--- Excerpted text ---

----------------

The Rev. Adam Hamilton

The Rev. Adam Hamilton

Hamilton, who founded the now-megachurch 19 years ago with only a handful of people, noted that the Methodist movement began and prospered as “a movement of preachers.”

“[People] went to the Anglican church for the sacraments on Sunday. But if [they] wanted preaching, [they] went to the Methodist ‘preaching house,'” he said. “And we had lay people and clergy — mostly lay people — who were trained to preach the gospel.”

Hamilton buttressed his point about Methodist preaching by quoting 19th-century Presbyterian revivalist, Charles Finney. Finney decried much of the preaching of his time, but had great admiration for preaching by Methodists.

It is evident that we must have more exciting preaching, to meet the character and wants of the age…. The character of the age is changed, and [most preachers] have not conformed to it, but retain the same stiff, dry, prosing style of preaching that answered half a century ago.

[But l]ook at the Methodists. Many of their ministers are unlearned, in the common sense of the term, many of them taken right from the shop or the farm, and yet they have gathered congregations, and pushed their way, and won souls everywhere. Wherever the Methodists have gone, their plain, pointed and simple, but warm and animated mode of preaching has always gathered congregations….

----------------

--- Data shown ---
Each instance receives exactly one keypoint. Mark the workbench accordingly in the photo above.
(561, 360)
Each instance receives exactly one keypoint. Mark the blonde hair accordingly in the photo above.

----------------

--- Work to be completed ---
In the excerpt about Adam Hamilton, which nineteenth-century revivalist does Hamilton quote to support his point about Methodist preaching?

--- Answer to this task ---
Charles Finney, a Presbyterian revivalist.